(Collected data)

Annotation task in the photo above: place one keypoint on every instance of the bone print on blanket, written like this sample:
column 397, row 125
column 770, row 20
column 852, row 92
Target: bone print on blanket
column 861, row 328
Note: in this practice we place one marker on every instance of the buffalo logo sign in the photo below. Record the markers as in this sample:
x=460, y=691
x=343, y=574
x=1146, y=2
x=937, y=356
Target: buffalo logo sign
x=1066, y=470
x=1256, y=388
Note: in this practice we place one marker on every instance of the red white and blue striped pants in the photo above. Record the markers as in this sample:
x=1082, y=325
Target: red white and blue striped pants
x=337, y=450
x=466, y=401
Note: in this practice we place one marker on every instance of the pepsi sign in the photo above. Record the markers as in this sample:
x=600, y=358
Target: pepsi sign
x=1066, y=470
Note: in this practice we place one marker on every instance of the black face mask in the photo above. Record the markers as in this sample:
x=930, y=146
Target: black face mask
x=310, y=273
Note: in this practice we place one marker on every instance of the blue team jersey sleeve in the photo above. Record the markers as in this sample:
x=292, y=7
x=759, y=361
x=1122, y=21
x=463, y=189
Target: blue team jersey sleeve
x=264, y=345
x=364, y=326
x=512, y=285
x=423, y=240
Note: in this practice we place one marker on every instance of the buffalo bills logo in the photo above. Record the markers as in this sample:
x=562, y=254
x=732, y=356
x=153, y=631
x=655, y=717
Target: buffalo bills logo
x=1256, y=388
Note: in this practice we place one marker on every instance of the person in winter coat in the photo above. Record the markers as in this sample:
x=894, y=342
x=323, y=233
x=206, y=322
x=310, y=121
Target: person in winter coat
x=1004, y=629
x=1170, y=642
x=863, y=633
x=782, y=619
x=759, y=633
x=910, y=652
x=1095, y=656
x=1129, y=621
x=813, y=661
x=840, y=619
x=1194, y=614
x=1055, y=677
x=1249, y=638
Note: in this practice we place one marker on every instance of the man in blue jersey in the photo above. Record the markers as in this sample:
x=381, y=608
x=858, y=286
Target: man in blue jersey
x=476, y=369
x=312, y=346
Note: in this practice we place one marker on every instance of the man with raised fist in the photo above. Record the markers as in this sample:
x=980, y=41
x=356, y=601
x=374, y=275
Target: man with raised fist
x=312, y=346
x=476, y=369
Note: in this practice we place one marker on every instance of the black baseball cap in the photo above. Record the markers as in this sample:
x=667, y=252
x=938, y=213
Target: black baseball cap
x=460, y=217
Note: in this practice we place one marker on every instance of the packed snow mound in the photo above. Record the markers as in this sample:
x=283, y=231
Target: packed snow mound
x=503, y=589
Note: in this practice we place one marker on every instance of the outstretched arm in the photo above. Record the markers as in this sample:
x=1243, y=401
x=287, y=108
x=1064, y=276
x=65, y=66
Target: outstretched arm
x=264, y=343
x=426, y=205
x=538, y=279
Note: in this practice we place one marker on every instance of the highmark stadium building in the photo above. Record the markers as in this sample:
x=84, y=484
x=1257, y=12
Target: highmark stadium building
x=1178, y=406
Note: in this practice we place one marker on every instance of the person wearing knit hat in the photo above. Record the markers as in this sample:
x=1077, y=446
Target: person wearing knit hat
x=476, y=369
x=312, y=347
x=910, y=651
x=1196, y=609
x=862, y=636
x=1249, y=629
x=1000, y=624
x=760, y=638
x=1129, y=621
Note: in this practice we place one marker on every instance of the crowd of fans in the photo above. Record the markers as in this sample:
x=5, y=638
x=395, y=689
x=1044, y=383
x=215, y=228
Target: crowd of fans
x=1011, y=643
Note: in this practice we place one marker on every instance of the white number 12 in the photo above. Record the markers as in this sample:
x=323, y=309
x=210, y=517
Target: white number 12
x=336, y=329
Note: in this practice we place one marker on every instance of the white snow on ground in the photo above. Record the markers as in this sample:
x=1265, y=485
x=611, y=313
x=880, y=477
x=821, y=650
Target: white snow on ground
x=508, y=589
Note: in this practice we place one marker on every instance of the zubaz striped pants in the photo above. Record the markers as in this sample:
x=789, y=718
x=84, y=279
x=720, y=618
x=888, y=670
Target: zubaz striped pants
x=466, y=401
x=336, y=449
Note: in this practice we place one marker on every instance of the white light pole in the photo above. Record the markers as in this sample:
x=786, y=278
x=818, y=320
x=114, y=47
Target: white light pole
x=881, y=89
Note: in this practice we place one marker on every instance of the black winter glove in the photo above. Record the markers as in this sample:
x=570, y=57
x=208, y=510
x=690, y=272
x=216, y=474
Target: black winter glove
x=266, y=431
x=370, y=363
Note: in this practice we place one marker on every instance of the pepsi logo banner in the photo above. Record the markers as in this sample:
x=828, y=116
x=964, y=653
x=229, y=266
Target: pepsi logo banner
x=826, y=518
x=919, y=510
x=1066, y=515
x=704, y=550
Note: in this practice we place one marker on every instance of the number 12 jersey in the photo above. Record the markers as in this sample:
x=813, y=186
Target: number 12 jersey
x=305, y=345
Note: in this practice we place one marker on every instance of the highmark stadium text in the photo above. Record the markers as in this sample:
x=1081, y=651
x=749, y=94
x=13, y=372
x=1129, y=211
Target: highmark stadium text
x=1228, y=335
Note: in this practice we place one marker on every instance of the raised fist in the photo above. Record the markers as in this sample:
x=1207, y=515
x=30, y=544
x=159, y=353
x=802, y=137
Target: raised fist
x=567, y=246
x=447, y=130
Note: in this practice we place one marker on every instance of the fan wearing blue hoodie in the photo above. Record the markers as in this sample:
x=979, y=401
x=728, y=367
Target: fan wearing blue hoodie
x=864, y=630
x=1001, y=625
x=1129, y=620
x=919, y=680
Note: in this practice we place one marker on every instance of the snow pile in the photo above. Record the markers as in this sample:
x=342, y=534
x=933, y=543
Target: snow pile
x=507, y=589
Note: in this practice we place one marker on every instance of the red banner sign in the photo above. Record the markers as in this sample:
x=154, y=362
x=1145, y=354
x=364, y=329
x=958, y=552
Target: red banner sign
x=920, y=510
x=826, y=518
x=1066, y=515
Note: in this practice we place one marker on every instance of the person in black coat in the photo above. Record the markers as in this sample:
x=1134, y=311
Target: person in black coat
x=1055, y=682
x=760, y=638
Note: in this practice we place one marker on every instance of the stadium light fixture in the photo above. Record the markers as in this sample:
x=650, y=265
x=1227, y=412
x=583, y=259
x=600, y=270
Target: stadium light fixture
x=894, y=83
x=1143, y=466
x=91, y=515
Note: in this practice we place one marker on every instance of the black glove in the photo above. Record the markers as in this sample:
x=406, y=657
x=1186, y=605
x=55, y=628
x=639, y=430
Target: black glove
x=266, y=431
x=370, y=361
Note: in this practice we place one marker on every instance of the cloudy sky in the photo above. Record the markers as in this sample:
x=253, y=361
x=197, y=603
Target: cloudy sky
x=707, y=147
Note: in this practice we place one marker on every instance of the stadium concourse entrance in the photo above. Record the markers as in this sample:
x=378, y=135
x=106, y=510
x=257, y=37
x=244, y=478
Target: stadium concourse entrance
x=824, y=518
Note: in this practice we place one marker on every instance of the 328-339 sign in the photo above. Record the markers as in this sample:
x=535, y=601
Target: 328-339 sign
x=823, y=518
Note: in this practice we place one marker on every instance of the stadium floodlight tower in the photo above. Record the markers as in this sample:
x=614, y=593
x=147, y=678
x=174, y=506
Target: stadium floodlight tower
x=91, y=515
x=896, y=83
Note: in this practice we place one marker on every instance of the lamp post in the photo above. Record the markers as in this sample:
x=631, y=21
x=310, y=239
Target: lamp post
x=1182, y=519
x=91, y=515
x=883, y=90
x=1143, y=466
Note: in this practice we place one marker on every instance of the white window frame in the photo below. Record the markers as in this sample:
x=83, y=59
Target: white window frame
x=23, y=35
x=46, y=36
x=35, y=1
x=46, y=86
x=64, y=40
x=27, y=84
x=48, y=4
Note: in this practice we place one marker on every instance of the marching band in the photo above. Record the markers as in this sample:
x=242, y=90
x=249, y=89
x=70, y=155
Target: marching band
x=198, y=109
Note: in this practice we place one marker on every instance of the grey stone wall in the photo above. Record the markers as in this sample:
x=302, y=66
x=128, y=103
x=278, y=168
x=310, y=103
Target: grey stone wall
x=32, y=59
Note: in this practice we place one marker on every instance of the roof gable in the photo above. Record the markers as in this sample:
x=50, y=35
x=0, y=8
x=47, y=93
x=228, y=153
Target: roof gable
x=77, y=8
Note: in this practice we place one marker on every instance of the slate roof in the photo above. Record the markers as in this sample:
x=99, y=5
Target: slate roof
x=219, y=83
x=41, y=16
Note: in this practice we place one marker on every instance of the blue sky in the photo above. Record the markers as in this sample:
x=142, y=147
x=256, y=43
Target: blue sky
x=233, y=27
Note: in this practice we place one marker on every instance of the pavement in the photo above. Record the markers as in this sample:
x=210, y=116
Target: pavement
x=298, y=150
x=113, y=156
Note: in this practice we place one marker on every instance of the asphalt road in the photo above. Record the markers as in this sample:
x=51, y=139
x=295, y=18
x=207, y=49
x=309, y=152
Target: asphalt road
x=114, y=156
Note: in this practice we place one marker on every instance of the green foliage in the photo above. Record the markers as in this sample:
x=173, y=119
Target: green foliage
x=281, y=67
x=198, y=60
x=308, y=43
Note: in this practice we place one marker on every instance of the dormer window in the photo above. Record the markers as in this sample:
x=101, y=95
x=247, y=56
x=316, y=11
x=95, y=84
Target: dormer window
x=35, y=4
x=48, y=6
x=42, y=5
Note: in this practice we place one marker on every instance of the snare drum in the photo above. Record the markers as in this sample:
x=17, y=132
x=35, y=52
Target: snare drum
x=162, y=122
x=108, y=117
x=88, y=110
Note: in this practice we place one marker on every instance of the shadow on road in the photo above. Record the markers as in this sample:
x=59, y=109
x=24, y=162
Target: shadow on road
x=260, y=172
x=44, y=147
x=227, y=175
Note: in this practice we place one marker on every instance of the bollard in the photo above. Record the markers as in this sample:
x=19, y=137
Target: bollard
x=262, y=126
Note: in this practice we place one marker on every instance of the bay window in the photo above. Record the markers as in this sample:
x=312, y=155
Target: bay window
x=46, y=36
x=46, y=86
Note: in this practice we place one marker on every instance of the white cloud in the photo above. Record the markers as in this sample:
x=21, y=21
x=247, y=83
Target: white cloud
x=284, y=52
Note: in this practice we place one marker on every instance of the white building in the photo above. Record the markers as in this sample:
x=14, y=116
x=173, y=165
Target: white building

> Problem description:
Only the lines above starting at the one containing "x=1077, y=446" and ending at the one containing "x=880, y=477", both included, are to be returned, exactly as they read.

> Solution for this exercise:
x=1077, y=446
Target: person wearing knit hat
x=476, y=369
x=312, y=347
x=910, y=651
x=1196, y=609
x=862, y=636
x=1249, y=629
x=1000, y=624
x=760, y=638
x=1129, y=621
Note: in this practice we place one marker on every instance of the crowd of fans in the photo above. Record the markers as in this sample:
x=5, y=638
x=395, y=689
x=1044, y=383
x=215, y=228
Target: crowd of fans
x=1011, y=643
Note: in this practice we place one marker on every instance of the white number 12 in the photo above. Record the markers as in this sample:
x=323, y=309
x=210, y=517
Target: white number 12
x=336, y=329
Note: in this practice we place one marker on every instance of the white snow on ground in the photo above. Record the markers as in this sample:
x=1265, y=485
x=611, y=313
x=880, y=477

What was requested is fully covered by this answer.